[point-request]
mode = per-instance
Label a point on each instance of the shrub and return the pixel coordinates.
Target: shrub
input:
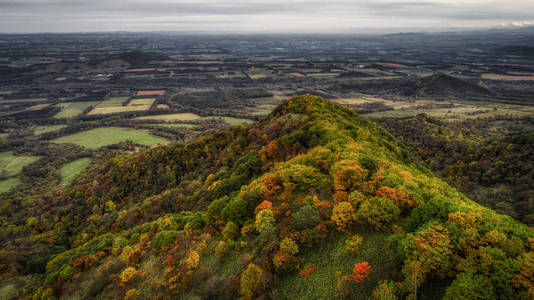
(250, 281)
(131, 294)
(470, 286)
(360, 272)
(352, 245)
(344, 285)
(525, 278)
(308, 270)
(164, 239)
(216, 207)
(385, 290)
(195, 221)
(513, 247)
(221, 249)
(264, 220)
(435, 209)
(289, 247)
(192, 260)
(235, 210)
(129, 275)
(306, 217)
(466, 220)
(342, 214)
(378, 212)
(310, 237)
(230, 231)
▬▬▬
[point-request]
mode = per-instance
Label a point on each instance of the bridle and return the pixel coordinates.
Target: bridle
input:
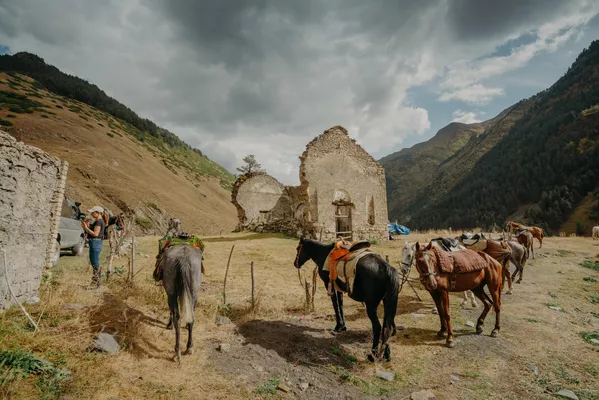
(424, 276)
▬▬▬
#### [Aim of the exercise]
Out of the records above, pull the lines that include the word "return".

#### [Output of the exercise]
Label a point on each instance of the shrub and return the pixel coordinates.
Label a point on each instance of the bridle and return the pixel coordinates.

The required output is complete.